* **WORK TO DO**: Please copy out the records below word for word, every line.

Records excerpted from a collection:

+===+

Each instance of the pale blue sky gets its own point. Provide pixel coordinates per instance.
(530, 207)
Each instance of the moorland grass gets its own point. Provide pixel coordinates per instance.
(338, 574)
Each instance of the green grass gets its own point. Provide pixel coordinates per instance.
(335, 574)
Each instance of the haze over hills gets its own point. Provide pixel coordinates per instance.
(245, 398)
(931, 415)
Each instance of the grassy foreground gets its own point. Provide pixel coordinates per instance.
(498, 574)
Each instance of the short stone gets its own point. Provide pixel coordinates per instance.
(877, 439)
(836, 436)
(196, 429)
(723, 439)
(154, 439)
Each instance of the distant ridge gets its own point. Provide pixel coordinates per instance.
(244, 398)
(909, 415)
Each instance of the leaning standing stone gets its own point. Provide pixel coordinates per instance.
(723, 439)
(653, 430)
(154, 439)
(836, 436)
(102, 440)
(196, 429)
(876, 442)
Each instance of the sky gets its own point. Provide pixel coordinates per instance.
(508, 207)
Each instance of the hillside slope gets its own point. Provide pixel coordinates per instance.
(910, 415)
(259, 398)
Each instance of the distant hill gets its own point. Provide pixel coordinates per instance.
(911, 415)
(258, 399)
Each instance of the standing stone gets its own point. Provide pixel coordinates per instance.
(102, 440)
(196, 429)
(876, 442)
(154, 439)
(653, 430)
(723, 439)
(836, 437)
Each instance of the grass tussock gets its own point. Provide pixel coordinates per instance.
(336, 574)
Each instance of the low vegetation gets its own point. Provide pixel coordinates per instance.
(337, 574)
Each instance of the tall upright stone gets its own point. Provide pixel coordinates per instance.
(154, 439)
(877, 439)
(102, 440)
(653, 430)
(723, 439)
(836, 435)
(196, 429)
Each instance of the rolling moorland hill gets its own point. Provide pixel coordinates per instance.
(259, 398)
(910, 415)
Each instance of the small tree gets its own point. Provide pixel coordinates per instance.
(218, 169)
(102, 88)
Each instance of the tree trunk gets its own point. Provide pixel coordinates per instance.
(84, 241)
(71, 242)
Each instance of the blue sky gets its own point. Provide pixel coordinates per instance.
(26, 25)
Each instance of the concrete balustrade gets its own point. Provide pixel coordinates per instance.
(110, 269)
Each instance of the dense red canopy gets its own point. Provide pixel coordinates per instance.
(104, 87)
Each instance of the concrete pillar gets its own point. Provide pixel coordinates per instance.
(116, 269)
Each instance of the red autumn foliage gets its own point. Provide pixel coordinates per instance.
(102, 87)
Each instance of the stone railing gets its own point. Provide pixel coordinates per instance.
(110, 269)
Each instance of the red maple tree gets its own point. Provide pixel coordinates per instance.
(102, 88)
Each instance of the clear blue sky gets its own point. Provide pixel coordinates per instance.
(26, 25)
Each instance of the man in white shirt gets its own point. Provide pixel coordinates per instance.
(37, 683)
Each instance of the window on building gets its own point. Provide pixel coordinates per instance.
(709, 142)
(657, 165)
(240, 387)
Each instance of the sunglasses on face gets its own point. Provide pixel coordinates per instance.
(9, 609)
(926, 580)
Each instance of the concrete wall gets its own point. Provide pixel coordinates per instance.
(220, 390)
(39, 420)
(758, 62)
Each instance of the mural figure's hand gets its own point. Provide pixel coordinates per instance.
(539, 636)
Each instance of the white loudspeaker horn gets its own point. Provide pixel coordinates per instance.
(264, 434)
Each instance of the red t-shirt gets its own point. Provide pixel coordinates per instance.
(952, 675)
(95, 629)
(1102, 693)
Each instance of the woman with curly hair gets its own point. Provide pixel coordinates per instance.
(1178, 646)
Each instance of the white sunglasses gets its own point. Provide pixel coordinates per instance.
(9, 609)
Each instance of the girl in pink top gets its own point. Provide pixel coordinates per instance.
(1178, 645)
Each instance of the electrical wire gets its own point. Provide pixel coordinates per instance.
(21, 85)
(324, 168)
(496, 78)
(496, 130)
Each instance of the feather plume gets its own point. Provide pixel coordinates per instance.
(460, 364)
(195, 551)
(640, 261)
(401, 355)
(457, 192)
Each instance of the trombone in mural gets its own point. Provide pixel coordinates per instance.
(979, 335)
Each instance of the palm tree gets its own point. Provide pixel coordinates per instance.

+===+

* **WORKED SOLUTION**:
Each instance of the pale blue sky gets its own point. Provide pixel coordinates per instance.
(530, 207)
Each instance of the moorland grass gets its own point. Provide pixel coordinates per instance.
(338, 574)
Each instance of the green grass gets its own point. Provide pixel coordinates per instance.
(335, 574)
Each instance of the haze over hills gets its own point. Provide pixel coordinates per instance.
(245, 398)
(931, 415)
Each instance of the grassy foreground gets its own point. Provide pixel coordinates per instance.
(498, 574)
Each instance of the short stone gets its own point. Provide pixel coordinates per instance.
(877, 439)
(836, 436)
(196, 429)
(723, 439)
(154, 439)
Each instance of the distant ridge gets its own point. Provide pixel coordinates per instance.
(244, 398)
(909, 415)
Each instance of the leaning standing stone gets its own point. Provide pixel coordinates per instance.
(723, 439)
(653, 430)
(154, 439)
(836, 436)
(102, 440)
(196, 429)
(876, 442)
Each instance of the sky gets its own point. Provide pixel coordinates per instance.
(508, 207)
Each instance of the hillside slope gets its own point. Provide pixel coordinates per instance.
(910, 415)
(259, 398)
Each instance of the distant hill gets its own point. Provide pixel coordinates per instance.
(911, 415)
(258, 399)
Each instance of the standing stone gets its own point. Provide pixel coordinates per instance.
(102, 440)
(196, 429)
(876, 442)
(154, 439)
(653, 430)
(723, 439)
(836, 437)
Each instance of the grass tussock gets its own point. Provide pixel coordinates per instance.
(336, 574)
Each instance of the low vegetation gets its own point. Provide pixel coordinates per instance.
(337, 574)
Each instance of the tall upright stone gets its own point. Provide pixel coordinates per instance.
(154, 439)
(877, 439)
(102, 440)
(653, 430)
(723, 439)
(836, 435)
(196, 429)
Each instance of the rolling moorland hill gets its own point. Provide pixel coordinates per instance.
(259, 398)
(910, 415)
Each instance of the small tree gets its own point. Provide pixel coordinates per instance.
(218, 169)
(102, 88)
Each instance of the tree trunk gets its own point. Provide pixel coordinates per instance.
(84, 241)
(71, 242)
Each instance of the blue sky gets its own point. Provide pixel coordinates per instance.
(26, 25)
Each instance of the concrete balustrade gets its own point. Provide pixel coordinates per instance.
(110, 269)
Each instance of the dense red canopy gets its own point. Provide pixel coordinates per instance.
(104, 87)
Each instance of the concrete pillar gets its own point. Provide pixel coordinates per instance.
(116, 269)
Each instance of the red autumn foliage gets its own point. Provide pixel coordinates per instance.
(102, 87)
Each instance of the stone railing gets its own point. Provide pixel coordinates per instance.
(110, 269)
Each instance of the red maple tree gets its own point. Provide pixel coordinates per instance.
(102, 88)
Each instance of the clear blue sky gets its own point. Provide pixel coordinates per instance.
(26, 25)
Each instance of the man in white shirt gets its own point. Provide pixel coordinates per instance.
(37, 683)
Each instance of the window on building gets its own point. Provide pixel coordinates per instance.
(709, 142)
(657, 165)
(240, 387)
Each instance of the sunglasses on face gets its own point. Provide pixel coordinates per instance.
(9, 609)
(926, 580)
Each instance of the concrete wall gets its own point. Provide pixel coordinates per instance.
(220, 390)
(39, 420)
(758, 62)
Each instance of the mural figure's hand gets its own point. Provide pixel coordinates per instance.
(539, 636)
Each instance of the white loudspeaker horn gets its own point. Provide pixel coordinates per instance.
(264, 434)
Each instance of the red t-shirt gets its own point. Provide pixel coordinates per instance.
(952, 675)
(95, 629)
(1102, 693)
Each instance of the woman with curly hair gets its own point. Provide pixel coordinates per instance.
(1178, 646)
Each instance of the white sunglasses gets its own point. Provide pixel coordinates per instance.
(9, 609)
Each instance of the girl in pink top gets its own point. Provide pixel coordinates per instance.
(1178, 645)
Each instance of the electrical wire gets its own point. Provide pixel coordinates per instance.
(21, 85)
(324, 168)
(496, 78)
(496, 130)
Each instance of the feather plume gets its own point. Provide pixel coordinates per instance.
(460, 364)
(195, 551)
(640, 261)
(401, 355)
(457, 192)
Each instance of the trombone in mural gets its own point. Provide pixel coordinates per instance.
(979, 335)
Each instance of the palm tree gets its own point. Provide pixel coordinates per instance.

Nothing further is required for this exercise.